→ Text:
Embattled United States President Donald Trump, on Thursday, engaged in a battle of wits with Democrats, as the Senate awaits the report of his impeachment on Wednesday by the House of Representatives.
While Trump hopes for a “robust trial” with testimony from innumerable witnesses, including former Vice President Joe Biden, the Democrats think they can find common ground with their Republican counterparts in the Senate on a “phase one” of the expected trial.
The impeachment triggered a flurry of activities with the president and the forces behind his travails weighing the possible options that can be capitalised on under the configuration in the Senate.
The intrigues also included the vested parties giving various interpretations to the constitutional provisions on impeachment. The aftermath of the impeachment by the House of Reps, the articles of impeachment are now expected to be sent to the Senate, where senators will consider evidence, hear witnesses and vote to acquit or convict the president. The chief justice of the US Supreme Court will preside over the trial.
Trump was impeached for obstruction of Congress and abuse of power over his dealings with Ukraine by the Democrats-dominated House of Reps led by speaker Nancy Pelosi.
The landmark votes on Wednesday set up a likely January trial in the Republican-dominated Senate, where Trump is expected to be acquitted owing to the belief that his party member will not compromise.
ALSO READ: ‘Do nothing Democrats, I did nothing wrong’, Trump cries out in impeachment saga
A two-thirds majority vote is required in the 100-member Senate to convict and remove a president from office. An impeachment appears unlikely in the case of Trump because the Senate is made up of 53 Republicans, 45 Democrats and two independents who caucus with the Democrats. At least 20 Republicans would have to vote with all Democrats and the two independents, will have to follow suit to remove the president from office.
Senate Majority Leader Mitch McConnell has indicated that he would like swift proceedings, but the president has said he would not mind a robust trial, with testimony from innumerable witnesses, including Biden and the whistle-blower whose complaint led to the impeachment inquiry.
According to Reuters, on Tuesday, McConnell appeared to reject the Democrats’ request for new witnesses in the trial, saying the Senate would not “do House Democrats’ homework for them” or go on a “fishing expedition” after the House impeachment process.
Meanwhile, the Senate Democratic leader Chuck Schumer has said he wants to hear from four additional witnesses, including acting White House Chief of Staff Mick Mulvaney and Trump’s former National Security Adviser John Bolton.
McConnell said he hopes to meet Schumer soon to determine the next steps. He added that he is “optimistic” that Republicans and Democrats can agree on a “phase one” of the trial, which would include the presentation of the case and defence.

→ Stored data:

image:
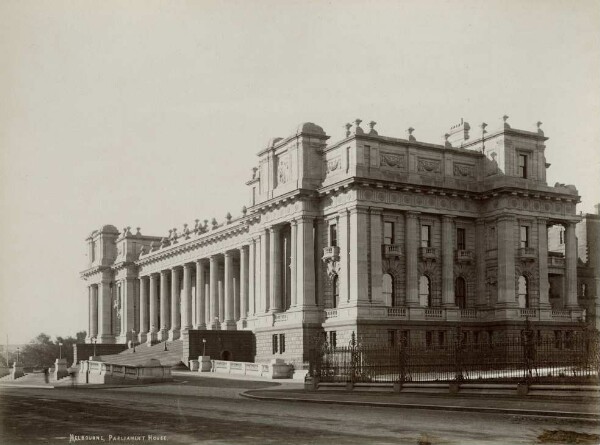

→ Task set:
(1) Repeat the part of the impeachment article starting with "Trump was impeached" and going on through "will not compromise.".
(2) Render this sentence from the impeachment article in Spanish: "Meanwhile, the Senate Democratic leader Chuck Schumer has said he wants to hear from four additional witnesses, including acting White House Chief of Staff Mick Mulvaney and Trump’s former National Security Adviser John Bolton."

→ Outputs in order:
(1)
Trump was impeached for obstruction of Congress and abuse of power over his dealings with Ukraine by the Democrats-dominated House of Reps led by speaker Nancy Pelosi.
The landmark votes on Wednesday set up a likely January trial in the Republican-dominated Senate, where Trump is expected to be acquitted owing to the belief that his party member will not compromise.

(2) Mientras tanto, el líder demócrata del Senado, Chuck Schumer, ha dicho que quiere escuchar a cuatro testigos adicionales, entre ellos el jefe de gabinete interino de la Casa Blanca, Mick Mulvaney, y el exasesor de Seguridad Nacional de Trump, John Bolton.